• Page excerpt
Content starts
Posted in rantings and ravings on August 30th, 2024 by skeeter

About 2008 I got a phone call from a woman who said she was doing a documentary on glass, had seen some large windows I’d done and would I meet with her and her cinematographer for an interview. And … did I know any other glass artists whose work was in the area they could interest? Sure, I was skeptical. Us artists get inquiries all the time from publishing outfits that want to include us in their compendium of modern art, mostly a scam to get us to buy expensive coffee table size copies for our friends and family, show em how important we are now.

But I thought why not talk to these people, no harm in that, no money has to be passed when they inevitably ask if I’ll fund their project, just a couple lost hours. I had plenty of hours to lose and no money for wild-eyed investments. The day they arrived I had some crud or cold or flu, the usual yearly malady. I felt rotten, I looked rotten, I probably sounded rotten as they interviewed me about my work, photographed me in a beat up hat and a torn coat, then packed up their gear and went back to Seattle. A few weeks later they had edited their ‘pilot’ film ‘Fire and Glass’ and planned to take it to PBS where they would pitch it to the execs there. Would I consider, assuming they got funding and the public TV buy-in, being the narrator? I guess Dale Chihuly or David Attenborough were busy, but since I wasn’t I said I would love to. They said I’d be the face of modern stained glass, start with America, next season hit other countries, see how it goes.
Content ends
• Available data
Content starts
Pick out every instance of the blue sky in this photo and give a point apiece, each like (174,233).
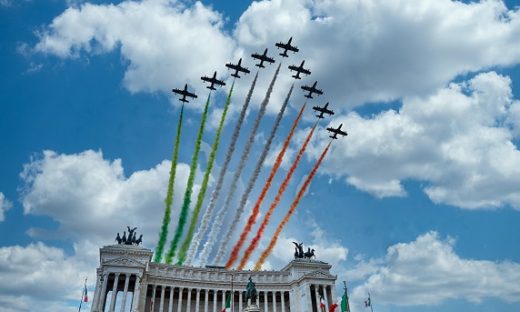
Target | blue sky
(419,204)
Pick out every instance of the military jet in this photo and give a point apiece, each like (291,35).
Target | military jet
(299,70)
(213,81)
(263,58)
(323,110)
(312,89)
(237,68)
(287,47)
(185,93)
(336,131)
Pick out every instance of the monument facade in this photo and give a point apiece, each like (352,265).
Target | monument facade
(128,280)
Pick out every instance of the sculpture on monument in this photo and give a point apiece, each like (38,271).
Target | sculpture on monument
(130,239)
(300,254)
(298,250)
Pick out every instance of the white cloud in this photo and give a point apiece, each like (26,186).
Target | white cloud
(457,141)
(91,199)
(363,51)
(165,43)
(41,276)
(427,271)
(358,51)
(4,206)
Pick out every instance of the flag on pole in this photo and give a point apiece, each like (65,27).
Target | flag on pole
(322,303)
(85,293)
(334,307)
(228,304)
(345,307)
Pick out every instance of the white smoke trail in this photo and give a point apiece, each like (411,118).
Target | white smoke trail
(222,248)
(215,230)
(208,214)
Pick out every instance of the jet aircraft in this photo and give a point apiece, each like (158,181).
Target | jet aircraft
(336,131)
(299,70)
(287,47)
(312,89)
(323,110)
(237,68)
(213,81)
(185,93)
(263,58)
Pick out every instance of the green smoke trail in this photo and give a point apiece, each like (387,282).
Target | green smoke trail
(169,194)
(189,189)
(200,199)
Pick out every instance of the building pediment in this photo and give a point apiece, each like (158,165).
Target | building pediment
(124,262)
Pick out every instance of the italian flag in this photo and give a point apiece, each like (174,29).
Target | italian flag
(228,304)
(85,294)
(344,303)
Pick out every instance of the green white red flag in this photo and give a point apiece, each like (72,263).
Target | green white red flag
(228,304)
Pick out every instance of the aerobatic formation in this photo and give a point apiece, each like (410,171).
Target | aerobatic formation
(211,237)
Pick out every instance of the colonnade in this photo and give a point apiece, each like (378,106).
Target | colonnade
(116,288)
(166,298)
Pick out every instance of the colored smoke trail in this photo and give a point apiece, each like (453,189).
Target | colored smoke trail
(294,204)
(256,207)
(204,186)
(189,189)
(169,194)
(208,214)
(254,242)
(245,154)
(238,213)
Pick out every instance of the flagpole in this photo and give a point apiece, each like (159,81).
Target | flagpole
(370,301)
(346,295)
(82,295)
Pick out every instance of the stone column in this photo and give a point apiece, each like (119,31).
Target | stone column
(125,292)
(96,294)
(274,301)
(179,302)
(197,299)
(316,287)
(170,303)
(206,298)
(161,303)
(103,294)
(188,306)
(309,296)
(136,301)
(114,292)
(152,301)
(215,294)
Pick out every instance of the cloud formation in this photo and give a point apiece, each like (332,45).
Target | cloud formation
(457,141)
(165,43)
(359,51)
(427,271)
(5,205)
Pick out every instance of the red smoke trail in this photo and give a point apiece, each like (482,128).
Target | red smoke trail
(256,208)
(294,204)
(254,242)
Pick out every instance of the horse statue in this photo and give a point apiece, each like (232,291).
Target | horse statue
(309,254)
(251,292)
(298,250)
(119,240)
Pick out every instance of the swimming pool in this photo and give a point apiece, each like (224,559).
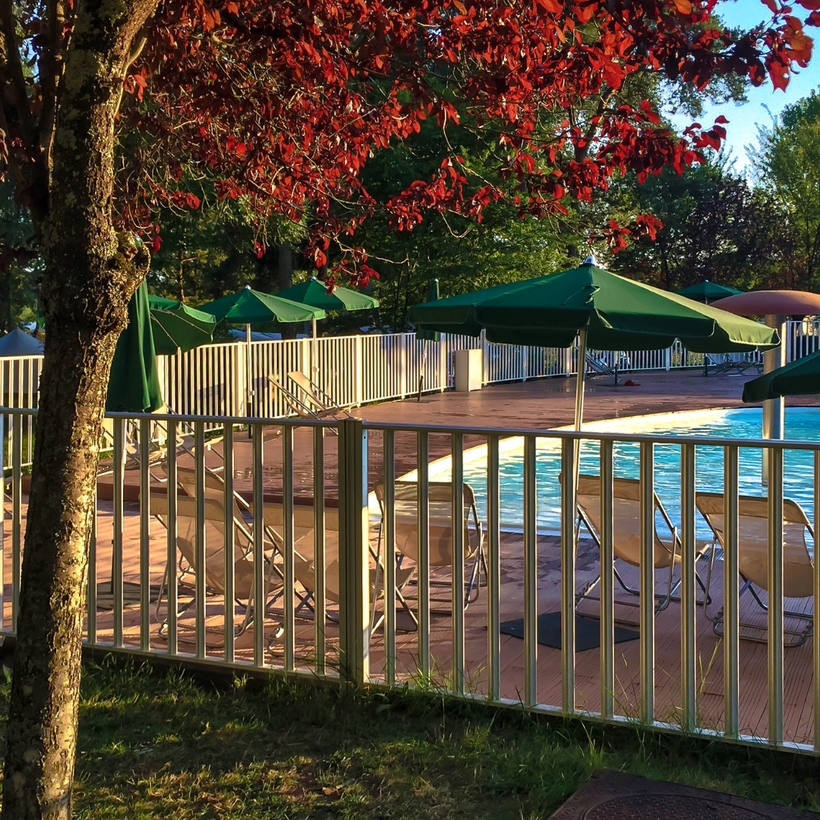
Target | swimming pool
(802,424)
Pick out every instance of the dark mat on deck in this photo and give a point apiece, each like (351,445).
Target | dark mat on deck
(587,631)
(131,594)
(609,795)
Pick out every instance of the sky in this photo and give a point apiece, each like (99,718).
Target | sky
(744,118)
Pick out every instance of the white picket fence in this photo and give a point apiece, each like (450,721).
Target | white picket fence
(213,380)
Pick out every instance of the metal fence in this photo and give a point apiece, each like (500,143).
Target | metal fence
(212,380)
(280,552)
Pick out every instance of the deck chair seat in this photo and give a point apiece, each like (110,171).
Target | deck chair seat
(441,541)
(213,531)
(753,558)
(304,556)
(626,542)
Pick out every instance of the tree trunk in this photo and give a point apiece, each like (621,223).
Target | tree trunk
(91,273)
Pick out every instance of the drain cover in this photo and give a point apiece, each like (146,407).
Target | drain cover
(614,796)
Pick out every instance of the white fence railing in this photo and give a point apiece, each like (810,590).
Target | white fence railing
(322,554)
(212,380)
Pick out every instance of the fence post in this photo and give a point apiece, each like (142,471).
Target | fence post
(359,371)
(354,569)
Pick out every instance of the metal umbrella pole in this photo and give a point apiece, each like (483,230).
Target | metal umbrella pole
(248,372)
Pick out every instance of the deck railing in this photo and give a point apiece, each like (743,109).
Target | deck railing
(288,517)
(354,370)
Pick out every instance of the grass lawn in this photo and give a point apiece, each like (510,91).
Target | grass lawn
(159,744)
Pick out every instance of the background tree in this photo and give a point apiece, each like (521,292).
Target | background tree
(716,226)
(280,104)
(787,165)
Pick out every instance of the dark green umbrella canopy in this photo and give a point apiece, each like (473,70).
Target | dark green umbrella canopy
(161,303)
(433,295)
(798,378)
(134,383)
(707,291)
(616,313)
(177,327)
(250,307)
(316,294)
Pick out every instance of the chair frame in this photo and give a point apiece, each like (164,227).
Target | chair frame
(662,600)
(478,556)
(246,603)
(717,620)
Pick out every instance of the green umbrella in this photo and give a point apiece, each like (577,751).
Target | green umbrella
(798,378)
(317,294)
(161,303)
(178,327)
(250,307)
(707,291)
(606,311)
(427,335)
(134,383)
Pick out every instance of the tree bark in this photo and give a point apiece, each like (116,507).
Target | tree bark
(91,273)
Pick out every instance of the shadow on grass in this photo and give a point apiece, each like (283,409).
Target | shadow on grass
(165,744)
Content ends
Content starts
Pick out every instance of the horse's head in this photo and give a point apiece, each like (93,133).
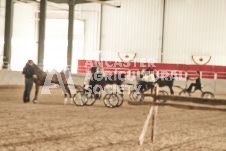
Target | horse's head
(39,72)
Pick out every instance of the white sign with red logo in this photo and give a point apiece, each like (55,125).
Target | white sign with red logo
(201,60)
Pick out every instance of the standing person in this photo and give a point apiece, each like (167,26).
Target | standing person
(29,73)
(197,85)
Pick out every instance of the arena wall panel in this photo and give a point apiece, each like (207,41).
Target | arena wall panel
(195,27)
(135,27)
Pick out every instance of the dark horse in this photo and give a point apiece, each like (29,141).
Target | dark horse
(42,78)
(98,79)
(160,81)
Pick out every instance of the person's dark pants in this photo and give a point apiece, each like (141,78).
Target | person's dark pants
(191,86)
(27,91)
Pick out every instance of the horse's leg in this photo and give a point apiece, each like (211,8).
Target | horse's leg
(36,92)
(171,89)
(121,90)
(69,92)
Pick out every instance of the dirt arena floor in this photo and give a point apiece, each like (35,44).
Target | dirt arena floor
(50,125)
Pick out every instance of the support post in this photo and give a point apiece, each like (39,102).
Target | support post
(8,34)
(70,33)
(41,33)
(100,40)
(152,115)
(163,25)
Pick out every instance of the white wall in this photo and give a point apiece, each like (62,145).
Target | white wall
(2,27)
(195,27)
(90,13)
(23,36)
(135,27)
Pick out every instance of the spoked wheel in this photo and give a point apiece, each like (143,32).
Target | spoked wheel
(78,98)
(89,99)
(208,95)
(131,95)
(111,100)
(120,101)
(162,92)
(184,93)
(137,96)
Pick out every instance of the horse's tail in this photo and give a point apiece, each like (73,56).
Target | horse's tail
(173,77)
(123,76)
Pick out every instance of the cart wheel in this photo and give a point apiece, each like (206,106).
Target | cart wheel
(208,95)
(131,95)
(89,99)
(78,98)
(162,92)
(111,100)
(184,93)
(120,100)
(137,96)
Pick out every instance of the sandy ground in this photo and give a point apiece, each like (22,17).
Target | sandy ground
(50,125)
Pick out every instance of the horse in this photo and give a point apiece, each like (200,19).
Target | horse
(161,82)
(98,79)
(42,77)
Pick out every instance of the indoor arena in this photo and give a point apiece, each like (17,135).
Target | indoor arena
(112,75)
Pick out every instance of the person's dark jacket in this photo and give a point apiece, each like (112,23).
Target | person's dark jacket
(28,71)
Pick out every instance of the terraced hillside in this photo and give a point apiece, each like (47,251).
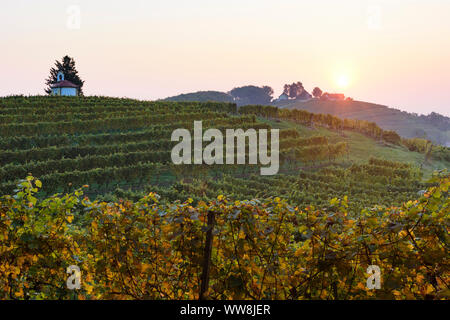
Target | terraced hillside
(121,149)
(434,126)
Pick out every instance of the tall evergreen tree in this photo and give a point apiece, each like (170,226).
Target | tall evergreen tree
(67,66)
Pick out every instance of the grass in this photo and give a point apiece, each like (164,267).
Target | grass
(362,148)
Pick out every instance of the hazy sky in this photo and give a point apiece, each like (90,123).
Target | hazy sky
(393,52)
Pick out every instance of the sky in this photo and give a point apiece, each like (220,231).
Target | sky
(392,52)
Content ends
Content starts
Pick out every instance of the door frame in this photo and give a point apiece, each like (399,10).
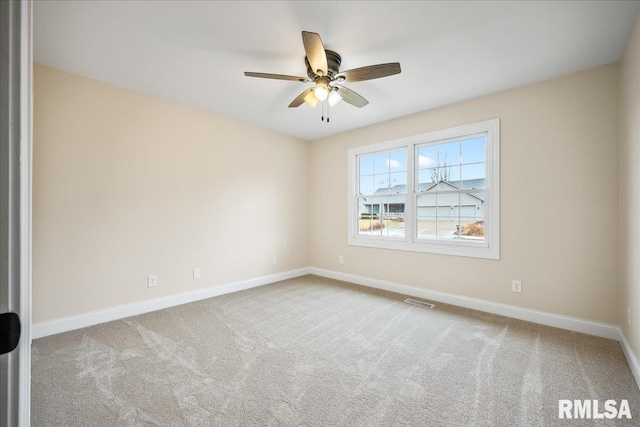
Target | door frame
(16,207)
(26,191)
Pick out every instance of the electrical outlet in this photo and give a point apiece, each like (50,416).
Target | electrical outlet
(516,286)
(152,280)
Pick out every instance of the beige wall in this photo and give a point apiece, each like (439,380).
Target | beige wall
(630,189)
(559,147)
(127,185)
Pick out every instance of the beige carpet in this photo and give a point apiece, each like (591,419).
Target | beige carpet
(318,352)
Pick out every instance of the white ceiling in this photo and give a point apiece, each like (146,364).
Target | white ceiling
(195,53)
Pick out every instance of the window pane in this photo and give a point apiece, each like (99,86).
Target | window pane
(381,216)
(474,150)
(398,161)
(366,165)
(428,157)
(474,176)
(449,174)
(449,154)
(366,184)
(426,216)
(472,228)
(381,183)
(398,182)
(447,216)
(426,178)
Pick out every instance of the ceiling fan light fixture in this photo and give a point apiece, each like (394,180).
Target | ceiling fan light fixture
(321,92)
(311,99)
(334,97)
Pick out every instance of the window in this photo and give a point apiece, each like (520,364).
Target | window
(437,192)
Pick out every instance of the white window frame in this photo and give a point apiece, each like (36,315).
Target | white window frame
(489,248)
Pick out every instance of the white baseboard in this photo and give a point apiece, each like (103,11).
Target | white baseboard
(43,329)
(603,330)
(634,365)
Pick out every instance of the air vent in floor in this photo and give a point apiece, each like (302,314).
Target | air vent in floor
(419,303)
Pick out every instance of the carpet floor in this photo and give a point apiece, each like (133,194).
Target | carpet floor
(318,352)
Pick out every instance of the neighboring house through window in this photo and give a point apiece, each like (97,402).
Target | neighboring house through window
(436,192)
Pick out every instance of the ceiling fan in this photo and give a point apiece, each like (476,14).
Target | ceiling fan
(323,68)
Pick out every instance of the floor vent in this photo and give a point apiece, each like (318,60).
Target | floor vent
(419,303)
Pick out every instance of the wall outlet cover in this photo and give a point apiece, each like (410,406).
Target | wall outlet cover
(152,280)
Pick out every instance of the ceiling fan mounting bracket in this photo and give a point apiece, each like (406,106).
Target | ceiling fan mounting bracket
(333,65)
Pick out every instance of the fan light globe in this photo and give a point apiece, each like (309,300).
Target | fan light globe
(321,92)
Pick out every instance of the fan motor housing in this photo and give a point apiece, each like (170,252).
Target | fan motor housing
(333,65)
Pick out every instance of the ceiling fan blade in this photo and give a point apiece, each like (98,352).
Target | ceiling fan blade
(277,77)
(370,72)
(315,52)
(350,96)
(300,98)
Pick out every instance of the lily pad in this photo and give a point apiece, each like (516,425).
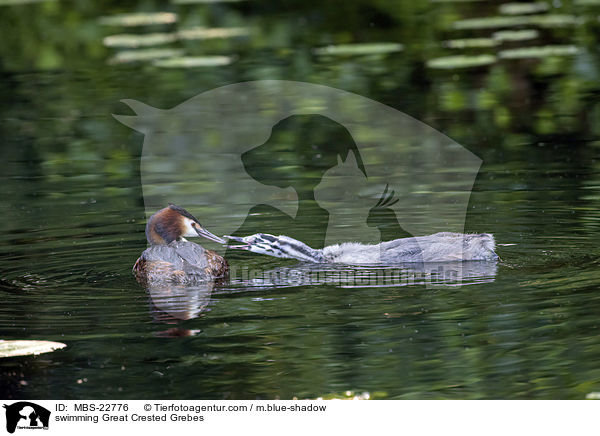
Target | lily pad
Content ends
• Using the information
1. In the glass documentary post, what title did the filmmakers give their pilot film?
2. Repeat the stretch of the glass documentary post from "About 2008 I" through "we are now.".
3. Does each statement agree with the glass documentary post? Answer yes or no for each, quoting the words that decide it. (a) After the interview, the filmmakers returned to Seattle. (b) The phone call came around 2010. (c) The writer was in good health on the day of the interview.

• Per-task outputs
1. 'Fire and Glass'

2.
About 2008 I got a phone call from a woman who said she was doing a documentary on glass, had seen some large windows I’d done and would I meet with her and her cinematographer for an interview. And … did I know any other glass artists whose work was in the area they could interest? Sure, I was skeptical. Us artists get inquiries all the time from publishing outfits that want to include us in their compendium of modern art, mostly a scam to get us to buy expensive coffee table size copies for our friends and family, show em how important we are now.

3.
(a) Yes: "then packed up their gear and went back to Seattle."
(b) No: "About 2008 I got a phone call"
(c) No: "The day they arrived I had some crud or cold or flu"